=== Problem set ===
**A)** Reproduce the part of the patent excerpt starting with "Repeated discharge produces" and going on through "coalesce oil films.", word for word.
**B)** In the patent excerpt, what does the pulse electric discharge between the first and second electrodes produce?

=== Page extract ===
====================

A storage capacitor 152, a discharger 153 and electrodes 154 and 155 are
mounted in
shell 151. Capacitor 152 can be connected to a power source (not shown), such
as
through a power wire 114, for charging. Housing shell 151 has openings 156
that allow
fluid communication between chamber 157 and the surrounding environment.
[0056] When capacitor 152 is charged up to the breakdown voltage of the
discharger 153, a pulse electric discharge between first and second electrodes
154,
155 is induced, which produces a pulse of very high hydraulic pressure (shock
wave).
Repeated discharge produces a shock wave that propagates radially out of the
shell
151, through openings 157. The hydraulic pressure or shock wave can be used to
do
useful work, such as stimulating the wellbore or the reservoir formation. As
can be
appreciated, low- frequency high-energy shock wave has been found to be
effective
for dislodging oil droplets and coalesce oil films.

====================

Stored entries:
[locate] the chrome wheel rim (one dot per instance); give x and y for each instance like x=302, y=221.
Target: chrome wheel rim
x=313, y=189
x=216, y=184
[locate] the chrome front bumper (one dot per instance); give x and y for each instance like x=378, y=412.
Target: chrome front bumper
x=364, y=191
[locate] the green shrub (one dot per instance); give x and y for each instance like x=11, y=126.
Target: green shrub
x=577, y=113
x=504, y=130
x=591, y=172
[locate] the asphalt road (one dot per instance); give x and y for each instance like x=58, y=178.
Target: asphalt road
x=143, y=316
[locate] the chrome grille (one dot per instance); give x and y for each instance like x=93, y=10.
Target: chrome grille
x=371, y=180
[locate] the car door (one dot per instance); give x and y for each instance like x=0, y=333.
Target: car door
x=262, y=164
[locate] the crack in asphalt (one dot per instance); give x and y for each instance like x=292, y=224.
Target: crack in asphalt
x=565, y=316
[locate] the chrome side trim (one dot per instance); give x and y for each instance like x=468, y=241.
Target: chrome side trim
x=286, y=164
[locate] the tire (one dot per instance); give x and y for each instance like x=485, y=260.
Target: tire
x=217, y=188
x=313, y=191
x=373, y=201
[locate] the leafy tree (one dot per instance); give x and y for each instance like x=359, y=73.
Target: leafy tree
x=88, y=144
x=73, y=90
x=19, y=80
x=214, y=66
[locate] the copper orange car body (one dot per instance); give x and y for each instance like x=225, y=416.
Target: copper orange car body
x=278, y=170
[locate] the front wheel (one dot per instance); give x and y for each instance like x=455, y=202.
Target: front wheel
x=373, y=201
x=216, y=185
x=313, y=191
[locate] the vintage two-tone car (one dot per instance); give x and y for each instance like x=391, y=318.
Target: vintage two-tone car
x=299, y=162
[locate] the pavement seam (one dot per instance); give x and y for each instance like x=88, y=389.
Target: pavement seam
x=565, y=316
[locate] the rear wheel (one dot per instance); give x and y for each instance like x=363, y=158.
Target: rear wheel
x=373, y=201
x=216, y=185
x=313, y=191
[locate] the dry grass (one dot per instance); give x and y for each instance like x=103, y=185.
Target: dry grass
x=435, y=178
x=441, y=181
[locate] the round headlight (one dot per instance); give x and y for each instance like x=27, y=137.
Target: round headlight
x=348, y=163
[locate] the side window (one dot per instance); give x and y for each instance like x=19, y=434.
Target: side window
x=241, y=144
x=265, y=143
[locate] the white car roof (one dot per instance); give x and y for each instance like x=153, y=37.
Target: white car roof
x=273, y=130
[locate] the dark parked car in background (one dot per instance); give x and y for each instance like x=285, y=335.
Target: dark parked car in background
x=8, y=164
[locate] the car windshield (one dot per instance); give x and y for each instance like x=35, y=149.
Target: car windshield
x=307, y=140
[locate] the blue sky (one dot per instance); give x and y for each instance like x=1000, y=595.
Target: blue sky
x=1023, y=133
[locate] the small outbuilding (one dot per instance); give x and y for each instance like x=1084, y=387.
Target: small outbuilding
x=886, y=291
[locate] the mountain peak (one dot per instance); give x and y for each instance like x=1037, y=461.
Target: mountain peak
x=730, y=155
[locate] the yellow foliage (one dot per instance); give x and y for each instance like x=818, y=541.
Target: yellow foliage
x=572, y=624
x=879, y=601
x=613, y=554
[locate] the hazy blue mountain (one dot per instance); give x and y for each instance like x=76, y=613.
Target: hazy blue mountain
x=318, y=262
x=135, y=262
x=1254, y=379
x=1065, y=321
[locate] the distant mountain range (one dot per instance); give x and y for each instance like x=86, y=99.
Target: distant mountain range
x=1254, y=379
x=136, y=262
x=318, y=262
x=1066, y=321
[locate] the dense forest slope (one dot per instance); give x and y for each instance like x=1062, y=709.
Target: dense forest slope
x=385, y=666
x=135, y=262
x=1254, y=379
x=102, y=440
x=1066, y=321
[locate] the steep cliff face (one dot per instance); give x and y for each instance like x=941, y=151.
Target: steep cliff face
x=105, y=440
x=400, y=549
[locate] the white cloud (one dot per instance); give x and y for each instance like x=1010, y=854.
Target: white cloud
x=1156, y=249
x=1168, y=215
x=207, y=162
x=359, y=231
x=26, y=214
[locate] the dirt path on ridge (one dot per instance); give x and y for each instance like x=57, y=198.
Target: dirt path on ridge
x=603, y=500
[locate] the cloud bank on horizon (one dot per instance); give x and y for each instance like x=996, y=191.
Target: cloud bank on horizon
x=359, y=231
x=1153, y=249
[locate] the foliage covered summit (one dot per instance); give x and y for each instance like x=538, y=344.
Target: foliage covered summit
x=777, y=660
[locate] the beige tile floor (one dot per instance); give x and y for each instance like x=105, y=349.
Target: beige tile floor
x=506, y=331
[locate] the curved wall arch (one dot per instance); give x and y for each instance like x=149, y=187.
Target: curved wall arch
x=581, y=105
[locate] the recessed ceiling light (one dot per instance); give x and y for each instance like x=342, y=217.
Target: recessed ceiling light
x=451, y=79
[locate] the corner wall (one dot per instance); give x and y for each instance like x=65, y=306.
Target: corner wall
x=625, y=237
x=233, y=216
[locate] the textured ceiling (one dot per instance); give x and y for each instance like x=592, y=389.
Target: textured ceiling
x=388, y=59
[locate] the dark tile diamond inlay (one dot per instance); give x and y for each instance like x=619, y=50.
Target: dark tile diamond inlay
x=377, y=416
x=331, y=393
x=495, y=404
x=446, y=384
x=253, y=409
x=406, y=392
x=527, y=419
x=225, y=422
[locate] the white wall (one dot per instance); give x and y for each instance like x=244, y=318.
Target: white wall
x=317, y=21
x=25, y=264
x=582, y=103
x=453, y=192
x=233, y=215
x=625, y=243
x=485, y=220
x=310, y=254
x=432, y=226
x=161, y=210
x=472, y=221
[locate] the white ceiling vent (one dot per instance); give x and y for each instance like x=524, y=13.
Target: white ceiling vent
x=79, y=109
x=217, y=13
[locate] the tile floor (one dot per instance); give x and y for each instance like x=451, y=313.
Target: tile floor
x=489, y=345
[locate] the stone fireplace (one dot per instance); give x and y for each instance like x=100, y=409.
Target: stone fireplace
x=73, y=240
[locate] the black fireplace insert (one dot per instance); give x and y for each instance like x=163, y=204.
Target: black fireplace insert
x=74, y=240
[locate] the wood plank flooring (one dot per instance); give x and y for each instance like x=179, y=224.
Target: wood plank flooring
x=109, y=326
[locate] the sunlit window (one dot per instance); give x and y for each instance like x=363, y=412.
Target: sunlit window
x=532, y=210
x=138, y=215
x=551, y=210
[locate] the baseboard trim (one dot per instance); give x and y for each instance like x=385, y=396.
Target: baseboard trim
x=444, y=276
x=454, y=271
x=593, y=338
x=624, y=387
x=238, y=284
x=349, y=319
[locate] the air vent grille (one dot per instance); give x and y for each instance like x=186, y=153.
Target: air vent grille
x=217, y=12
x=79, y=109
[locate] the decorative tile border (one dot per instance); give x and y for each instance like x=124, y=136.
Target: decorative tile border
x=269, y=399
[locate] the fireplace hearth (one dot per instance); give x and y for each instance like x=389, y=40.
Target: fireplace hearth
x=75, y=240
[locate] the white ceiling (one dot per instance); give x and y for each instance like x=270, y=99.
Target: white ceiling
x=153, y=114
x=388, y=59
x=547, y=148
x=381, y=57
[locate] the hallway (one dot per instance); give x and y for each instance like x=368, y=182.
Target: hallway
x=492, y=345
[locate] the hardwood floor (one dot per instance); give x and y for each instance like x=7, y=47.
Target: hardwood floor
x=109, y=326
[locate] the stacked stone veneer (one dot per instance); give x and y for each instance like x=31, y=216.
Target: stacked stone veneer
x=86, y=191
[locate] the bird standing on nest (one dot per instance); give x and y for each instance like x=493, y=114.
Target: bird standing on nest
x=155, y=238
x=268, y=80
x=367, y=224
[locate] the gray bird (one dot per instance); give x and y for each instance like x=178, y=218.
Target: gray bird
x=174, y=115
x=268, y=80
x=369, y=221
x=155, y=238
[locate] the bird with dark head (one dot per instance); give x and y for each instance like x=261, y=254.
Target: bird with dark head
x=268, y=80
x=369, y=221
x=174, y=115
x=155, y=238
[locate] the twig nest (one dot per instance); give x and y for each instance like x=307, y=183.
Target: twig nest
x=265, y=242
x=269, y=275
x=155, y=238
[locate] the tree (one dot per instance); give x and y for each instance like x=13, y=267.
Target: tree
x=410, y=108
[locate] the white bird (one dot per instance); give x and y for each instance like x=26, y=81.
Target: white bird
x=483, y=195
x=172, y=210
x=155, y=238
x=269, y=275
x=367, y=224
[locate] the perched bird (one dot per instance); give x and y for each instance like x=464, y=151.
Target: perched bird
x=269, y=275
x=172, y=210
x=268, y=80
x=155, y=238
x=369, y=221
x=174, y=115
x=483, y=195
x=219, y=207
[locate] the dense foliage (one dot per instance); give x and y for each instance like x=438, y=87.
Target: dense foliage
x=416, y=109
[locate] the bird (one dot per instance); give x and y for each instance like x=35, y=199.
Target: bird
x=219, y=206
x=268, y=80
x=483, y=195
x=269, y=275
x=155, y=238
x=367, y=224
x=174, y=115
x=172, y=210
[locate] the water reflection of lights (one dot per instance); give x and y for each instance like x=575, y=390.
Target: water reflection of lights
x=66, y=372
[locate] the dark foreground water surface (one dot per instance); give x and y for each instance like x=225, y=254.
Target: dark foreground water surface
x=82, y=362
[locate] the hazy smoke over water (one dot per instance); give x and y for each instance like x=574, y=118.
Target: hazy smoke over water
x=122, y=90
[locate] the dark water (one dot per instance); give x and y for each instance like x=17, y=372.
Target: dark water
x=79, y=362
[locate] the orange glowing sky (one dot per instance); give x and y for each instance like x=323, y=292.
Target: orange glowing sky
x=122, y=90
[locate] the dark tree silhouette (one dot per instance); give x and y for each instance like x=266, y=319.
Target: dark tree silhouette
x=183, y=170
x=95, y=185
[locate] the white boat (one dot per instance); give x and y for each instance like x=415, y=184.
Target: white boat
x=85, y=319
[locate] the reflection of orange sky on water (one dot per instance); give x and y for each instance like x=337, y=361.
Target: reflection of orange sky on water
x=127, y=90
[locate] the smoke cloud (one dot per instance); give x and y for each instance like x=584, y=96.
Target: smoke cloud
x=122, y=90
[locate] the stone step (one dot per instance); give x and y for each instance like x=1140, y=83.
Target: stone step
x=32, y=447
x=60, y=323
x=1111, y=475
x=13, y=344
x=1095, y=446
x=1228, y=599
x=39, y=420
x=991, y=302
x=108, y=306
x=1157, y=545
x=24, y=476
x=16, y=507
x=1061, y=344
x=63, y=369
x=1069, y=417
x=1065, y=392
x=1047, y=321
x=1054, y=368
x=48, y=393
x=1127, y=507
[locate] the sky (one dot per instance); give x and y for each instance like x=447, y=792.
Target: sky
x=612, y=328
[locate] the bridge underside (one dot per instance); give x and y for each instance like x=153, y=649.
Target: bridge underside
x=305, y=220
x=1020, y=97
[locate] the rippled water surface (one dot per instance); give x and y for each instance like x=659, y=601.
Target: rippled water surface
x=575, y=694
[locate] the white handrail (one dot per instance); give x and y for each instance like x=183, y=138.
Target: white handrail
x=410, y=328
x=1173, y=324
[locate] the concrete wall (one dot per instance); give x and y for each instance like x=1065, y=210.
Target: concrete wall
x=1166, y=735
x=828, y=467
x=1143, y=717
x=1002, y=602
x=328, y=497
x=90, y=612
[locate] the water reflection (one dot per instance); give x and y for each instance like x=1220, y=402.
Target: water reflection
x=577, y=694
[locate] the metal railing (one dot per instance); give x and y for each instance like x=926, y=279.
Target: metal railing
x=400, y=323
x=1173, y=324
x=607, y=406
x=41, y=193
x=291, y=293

====================

=== Outputs in order ===
**A)**
Repeated discharge produces a shock wave that propagates radially out of the
shell
151, through openings 157. The hydraulic pressure or shock wave can be used to
do
useful work, such as stimulating the wellbore or the reservoir formation. As
can be
appreciated, low- frequency high-energy shock wave has been found to be
effective
for dislodging oil droplets and coalesce oil films.

**B)** A pulse of very high hydraulic pressure, called a shock wave.